EXTRACTED MATERIAL
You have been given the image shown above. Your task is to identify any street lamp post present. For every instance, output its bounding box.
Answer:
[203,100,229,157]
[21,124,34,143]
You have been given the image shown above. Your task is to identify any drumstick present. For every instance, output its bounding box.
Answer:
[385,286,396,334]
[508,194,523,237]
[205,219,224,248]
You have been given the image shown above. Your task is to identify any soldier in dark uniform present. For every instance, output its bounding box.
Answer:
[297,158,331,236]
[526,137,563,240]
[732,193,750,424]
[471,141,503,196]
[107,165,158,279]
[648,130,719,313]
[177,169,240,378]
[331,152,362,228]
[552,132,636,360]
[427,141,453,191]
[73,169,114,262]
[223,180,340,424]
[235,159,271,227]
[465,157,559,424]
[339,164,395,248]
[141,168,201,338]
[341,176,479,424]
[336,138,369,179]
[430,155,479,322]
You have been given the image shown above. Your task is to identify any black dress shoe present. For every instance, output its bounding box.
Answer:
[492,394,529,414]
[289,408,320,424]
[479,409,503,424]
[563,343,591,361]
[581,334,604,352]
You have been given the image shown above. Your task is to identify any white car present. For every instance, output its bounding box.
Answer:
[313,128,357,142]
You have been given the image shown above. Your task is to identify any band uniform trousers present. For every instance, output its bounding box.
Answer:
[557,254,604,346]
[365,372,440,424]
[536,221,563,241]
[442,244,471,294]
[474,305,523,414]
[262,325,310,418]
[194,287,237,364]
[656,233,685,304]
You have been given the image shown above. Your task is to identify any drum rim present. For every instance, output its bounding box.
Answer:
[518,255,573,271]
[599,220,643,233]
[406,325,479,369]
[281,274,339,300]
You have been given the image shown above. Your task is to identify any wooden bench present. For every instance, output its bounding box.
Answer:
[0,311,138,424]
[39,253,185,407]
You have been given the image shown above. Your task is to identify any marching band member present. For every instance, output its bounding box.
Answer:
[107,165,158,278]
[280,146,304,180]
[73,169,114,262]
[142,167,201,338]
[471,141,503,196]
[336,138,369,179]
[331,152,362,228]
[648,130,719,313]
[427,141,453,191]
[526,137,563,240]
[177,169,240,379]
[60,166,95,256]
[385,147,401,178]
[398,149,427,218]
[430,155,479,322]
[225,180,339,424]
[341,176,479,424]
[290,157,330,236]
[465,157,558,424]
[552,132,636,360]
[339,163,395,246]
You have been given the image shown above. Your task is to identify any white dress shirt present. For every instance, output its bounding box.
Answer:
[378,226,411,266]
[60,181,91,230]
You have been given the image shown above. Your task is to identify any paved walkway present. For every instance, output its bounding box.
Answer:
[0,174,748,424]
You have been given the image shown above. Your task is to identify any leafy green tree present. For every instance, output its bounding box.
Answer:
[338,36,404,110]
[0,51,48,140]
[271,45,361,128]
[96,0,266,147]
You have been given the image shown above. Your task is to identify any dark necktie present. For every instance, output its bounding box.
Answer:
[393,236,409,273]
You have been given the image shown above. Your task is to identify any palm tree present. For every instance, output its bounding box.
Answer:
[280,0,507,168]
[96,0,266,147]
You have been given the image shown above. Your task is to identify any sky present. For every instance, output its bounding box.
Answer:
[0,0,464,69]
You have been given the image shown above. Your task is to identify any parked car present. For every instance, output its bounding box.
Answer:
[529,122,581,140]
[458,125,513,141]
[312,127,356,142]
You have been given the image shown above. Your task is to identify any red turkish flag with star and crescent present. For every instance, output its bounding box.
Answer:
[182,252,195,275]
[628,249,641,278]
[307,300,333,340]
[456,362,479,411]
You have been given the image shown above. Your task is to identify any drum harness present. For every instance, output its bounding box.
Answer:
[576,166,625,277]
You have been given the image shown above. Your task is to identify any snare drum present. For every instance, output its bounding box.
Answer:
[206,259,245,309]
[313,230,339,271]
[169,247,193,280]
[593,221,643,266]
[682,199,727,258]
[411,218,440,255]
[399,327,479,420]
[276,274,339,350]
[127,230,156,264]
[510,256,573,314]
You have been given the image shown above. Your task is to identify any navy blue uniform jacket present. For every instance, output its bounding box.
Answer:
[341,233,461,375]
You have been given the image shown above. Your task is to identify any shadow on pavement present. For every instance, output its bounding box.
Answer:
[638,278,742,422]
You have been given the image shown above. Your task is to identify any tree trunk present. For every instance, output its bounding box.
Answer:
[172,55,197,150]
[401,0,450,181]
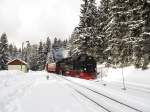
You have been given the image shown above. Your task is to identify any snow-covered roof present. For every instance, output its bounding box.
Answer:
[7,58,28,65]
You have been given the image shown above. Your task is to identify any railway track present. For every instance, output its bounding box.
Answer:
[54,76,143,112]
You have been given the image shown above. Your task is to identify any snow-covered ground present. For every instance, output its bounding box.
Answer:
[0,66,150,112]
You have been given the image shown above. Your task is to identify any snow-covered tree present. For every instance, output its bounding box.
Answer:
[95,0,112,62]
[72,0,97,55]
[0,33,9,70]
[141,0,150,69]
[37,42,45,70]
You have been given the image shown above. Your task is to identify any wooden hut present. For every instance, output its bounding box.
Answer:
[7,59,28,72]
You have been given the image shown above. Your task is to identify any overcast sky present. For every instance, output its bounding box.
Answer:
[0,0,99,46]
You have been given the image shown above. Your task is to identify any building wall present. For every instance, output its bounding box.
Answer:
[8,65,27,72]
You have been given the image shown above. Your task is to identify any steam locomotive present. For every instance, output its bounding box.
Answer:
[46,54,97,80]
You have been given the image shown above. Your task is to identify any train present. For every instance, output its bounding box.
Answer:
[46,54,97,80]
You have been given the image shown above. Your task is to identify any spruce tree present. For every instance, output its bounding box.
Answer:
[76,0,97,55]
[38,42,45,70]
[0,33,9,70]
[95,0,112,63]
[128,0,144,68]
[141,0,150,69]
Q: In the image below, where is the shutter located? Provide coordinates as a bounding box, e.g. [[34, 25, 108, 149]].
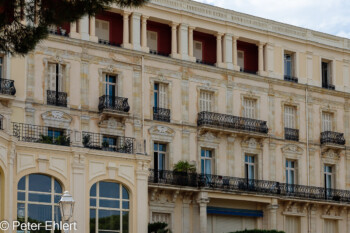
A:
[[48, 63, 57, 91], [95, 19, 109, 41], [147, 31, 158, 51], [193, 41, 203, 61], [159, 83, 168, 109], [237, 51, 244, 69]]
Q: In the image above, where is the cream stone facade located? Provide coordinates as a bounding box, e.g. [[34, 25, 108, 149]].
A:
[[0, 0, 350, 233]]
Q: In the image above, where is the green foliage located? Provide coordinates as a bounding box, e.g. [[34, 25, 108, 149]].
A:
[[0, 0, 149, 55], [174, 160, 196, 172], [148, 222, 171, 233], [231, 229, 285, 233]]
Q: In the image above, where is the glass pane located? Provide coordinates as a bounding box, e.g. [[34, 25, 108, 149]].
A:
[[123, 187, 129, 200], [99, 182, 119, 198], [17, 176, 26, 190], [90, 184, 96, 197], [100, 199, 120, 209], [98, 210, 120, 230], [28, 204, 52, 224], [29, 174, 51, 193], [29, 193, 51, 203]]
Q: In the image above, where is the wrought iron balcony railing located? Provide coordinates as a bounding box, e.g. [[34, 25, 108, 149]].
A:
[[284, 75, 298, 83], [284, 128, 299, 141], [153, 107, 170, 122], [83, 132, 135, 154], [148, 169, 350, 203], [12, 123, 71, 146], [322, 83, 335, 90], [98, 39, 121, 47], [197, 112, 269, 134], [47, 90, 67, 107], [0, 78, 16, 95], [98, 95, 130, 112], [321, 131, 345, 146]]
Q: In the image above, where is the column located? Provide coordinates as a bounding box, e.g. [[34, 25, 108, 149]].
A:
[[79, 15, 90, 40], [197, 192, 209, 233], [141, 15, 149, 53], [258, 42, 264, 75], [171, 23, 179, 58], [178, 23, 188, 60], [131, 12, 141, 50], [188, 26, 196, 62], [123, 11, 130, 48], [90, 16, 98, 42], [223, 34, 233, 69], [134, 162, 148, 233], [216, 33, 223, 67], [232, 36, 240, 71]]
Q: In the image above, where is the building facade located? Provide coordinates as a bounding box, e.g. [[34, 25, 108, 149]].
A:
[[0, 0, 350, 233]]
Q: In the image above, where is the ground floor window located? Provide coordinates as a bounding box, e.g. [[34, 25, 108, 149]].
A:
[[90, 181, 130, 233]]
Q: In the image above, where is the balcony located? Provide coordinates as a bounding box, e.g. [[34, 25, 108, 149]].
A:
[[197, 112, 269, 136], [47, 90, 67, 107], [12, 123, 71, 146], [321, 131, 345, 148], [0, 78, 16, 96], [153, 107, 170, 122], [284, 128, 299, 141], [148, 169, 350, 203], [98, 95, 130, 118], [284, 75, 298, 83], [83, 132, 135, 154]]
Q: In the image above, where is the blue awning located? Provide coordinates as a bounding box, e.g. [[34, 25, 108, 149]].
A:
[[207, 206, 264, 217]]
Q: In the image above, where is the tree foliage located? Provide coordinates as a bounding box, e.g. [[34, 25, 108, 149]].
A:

OBJECTIVE
Lay out the lines from the one containing "Q: In the image above, where is the glass" through the one containing "193, 51, 203]]" as a Markdown table with two columns, Row and Line. Number each row, and leave out any blank lines.

FINAL ANSWER
| Row | Line |
|---|---|
| 1 | Q: In the image above, where is the glass pane located? Provide coordinates as a bounding box, e.g. [[34, 25, 108, 149]]. |
| 2 | A: |
| 3 | [[123, 187, 129, 200], [99, 182, 119, 198], [17, 176, 26, 190], [90, 184, 96, 197], [100, 199, 120, 209], [98, 210, 120, 230], [28, 204, 52, 224], [29, 174, 51, 193], [29, 193, 51, 203]] |